Tuesday, May 27, 2014

Methodology and analysis of letter distributions blog post

Link to prooffreader.com blog post: Graphing the distribution of English letters towards the beginning, middle or end of words

Here's the graphic (click to enlarge):

The code for this is in this Github repo, or you can view the IPython notebook at nbviewer.

1. Dataset

As I explained on prooffreader.com, I used the Brown corpus, which may not be everyone's first choice for some applications, but when you get down to the level of letter-by-letter analysis it seems fine. Here is a comparison of Brown and the same analysis done on the much larger and painstakingly curated the COHA corpus from Brigham Young University (for which I have an academic license):

They're pretty identical; the letter z shows the most difference, probably because its rarity and increased frequency of use in foreign words makes it more sensitive to differences between corpora (for example, as a quick check, COHA has many more words with the 'sz' bigram, but the few that are in Brown are at much greater relative frequency because of the smaller size of the corpus).

2. Quantization

Graphing discrete data is nothing new, but this is the first time I've tried to graph ordinal data (i.e. 1st, 2nd, ..., last) with such widely different scales (the most common word, "the", has three letters, literally a beginning, middle and end, and then there are some words with more than 10 letters). I approached it as sort of a variation on the Spearman correlation; it's not the actual numbers that matter, but the trends and comparisons among and between them.

Here's where binning is an effective and intuitive approach; to make words of different size comparable I just used a proportionate scale; here's an example for a four-letter word with five bins:
Letter f, bin 2 would have 25% of the word's frequency added to it, and letter o, bin 2, 75%. (We want to weight the analysis for word frequency, so "four" has a larger contribution than "fourscore", otherwise we're de facto weighting the analysis towards rare words).

Two-letter words were split between two bins, but one-letter words were omitted entirely; they don't fit the beginning-end paradigm. Here is the effect the word "a" would have had:
The effect isn't dramatic, but it's misleading towards the right side of the graph. Should the letter "a" contribute to the distribution at both the beginning and the end of a word? I really don't think so. "Aa", though (which does appear in both corpora) would.

3. Number of bins

Since the exact center of a word is an important, logical and instinctual reference, it made sense to have an odd number of bins so that this point was straddled. With any histogram, too few bins means you smear out the data and hide its patterns, and too many bins means you're showing spurious noise instead of signal. My gut instinct was to have fewer bins, somewhere around the average word length (which was 4.45 letters), to reflect the somewhat fudged, semi-quantitative and ordinal nature of the data and not lead the viewer to think the data is more finely grained than it is.  So I started out with five bins, and it's a good thing I've learned to verify my gut instincts, because I think it works better with more; I ended up using 15 bins. Here's a comparison of them all:

You could certainly make a case for choosing fewer than 15, and the "optimal" number of bins depends on (a) the individual letter, and (b) what you consider optimal. I think 3 or 5 bins hides some interesting details like the fact that "x" is much more often the second letter of a word than the first; I chose 15 instead of 7 because it looks like many letters are trending towards the shape they have in 15, and noise only starts to disrupt signal there at letters like "n" (there's a spurious peak before the middle of "n" that first appears at 15 bins; it disappears if you leave the #2 word overall, "and," out of the analysis. But perhaps that's too early to be worrying about spurious peaks; there are more at 21 bins, e.g. the "f" in "before", the #89 word, and they're rampant at 51.)

- [JOB A]: In the letter-distribution methodology post, change "proportionate" to "proportional" and give the passage again, starting at "Here's where binning" and ending at "towards rare words).".
- [JOB B]: List the titles of the numbered sections in the letter-distribution methodology post.

- [INFORMATION SHOWN]:
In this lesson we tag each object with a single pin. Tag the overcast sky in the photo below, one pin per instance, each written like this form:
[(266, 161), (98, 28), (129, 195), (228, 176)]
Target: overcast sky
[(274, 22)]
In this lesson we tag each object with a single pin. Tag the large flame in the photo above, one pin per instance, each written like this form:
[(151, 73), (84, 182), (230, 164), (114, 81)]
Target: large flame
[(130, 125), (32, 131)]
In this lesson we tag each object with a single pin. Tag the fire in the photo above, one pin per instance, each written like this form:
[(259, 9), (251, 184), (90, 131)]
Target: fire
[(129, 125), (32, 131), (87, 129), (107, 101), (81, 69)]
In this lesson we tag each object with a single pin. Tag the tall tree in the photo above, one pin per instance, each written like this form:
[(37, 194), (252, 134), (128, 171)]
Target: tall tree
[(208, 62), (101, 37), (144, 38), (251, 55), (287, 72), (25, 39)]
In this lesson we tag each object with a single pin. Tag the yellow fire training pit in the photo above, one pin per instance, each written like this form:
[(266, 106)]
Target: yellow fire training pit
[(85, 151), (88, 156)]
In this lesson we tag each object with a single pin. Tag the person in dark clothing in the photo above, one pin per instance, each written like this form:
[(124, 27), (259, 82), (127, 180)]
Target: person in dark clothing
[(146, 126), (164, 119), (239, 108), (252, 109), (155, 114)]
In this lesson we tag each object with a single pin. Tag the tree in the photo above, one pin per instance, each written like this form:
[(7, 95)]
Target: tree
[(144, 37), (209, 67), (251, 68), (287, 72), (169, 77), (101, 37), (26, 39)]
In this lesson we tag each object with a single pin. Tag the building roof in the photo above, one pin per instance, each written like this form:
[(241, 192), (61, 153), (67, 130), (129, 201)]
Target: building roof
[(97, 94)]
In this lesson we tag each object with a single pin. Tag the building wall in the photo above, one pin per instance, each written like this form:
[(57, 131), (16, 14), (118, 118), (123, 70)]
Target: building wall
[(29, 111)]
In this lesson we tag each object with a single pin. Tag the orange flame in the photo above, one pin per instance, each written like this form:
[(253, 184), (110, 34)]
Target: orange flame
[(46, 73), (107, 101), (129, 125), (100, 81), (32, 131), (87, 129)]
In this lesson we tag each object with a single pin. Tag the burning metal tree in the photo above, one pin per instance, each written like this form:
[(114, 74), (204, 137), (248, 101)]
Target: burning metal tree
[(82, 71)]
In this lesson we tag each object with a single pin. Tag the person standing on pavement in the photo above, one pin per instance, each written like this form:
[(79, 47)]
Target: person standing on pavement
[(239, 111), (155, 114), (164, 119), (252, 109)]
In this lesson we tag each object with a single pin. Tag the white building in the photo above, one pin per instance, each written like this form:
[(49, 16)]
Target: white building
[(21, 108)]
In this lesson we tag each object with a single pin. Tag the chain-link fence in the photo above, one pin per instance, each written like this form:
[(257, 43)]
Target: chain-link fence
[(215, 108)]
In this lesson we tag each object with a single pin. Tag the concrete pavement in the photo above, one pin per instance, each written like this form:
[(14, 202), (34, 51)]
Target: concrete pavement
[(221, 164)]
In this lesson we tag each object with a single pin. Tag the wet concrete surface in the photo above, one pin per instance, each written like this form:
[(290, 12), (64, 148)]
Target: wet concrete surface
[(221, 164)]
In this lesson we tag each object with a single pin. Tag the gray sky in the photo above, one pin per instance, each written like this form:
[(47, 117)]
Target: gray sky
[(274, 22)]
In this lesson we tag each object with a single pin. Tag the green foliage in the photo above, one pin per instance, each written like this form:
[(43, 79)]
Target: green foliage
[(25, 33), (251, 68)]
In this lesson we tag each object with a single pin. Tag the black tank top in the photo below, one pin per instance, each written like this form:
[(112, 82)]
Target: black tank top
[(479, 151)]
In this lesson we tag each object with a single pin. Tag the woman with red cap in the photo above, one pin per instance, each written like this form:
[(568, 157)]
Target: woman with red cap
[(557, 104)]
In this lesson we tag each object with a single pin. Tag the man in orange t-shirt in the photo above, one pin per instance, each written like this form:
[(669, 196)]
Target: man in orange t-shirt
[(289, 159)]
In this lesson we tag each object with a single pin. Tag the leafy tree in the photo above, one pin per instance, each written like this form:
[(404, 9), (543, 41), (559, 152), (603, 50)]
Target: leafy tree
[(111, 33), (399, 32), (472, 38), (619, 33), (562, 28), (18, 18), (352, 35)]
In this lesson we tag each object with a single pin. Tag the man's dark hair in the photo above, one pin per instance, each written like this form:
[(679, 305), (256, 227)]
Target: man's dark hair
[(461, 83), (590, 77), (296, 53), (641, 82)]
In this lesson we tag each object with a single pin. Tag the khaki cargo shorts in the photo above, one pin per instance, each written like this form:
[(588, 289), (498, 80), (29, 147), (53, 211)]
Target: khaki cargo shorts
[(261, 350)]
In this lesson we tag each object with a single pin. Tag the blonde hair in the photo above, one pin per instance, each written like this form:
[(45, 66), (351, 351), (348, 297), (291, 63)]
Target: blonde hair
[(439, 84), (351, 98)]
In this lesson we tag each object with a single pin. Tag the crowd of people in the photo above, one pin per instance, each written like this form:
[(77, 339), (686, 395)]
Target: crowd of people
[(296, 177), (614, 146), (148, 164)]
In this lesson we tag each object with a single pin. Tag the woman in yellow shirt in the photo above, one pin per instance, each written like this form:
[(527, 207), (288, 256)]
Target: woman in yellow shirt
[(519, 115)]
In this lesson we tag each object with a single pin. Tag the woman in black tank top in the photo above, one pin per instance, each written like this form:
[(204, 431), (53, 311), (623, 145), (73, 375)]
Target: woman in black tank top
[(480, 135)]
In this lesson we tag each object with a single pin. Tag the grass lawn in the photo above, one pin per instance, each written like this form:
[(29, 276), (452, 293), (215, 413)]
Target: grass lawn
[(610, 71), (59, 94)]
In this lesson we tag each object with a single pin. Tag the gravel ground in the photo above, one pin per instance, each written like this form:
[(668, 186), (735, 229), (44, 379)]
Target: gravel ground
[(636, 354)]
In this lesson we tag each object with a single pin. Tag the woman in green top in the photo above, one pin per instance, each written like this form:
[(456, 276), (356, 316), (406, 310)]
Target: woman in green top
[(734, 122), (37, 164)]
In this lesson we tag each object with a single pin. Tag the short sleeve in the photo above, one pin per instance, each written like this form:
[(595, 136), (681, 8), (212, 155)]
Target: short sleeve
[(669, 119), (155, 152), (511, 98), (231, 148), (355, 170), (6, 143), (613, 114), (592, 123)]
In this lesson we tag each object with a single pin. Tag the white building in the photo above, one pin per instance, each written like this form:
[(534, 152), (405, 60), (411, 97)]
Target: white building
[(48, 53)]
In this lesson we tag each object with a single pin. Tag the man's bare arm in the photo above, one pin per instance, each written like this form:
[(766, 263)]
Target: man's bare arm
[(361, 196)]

- [FINAL ANSWER A]:
Here's where binning is an effective and intuitive approach; to make words of different size comparable I just used a proportional scale; here's an example for a four-letter word with five bins:
Letter f, bin 2 would have 25% of the word's frequency added to it, and letter o, bin 2, 75%. (We want to weight the analysis for word frequency, so "four" has a larger contribution than "fourscore", otherwise we're de facto weighting the analysis towards rare words).

- [FINAL ANSWER B]:
1. Dataset
2. Quantization
3. Number of bins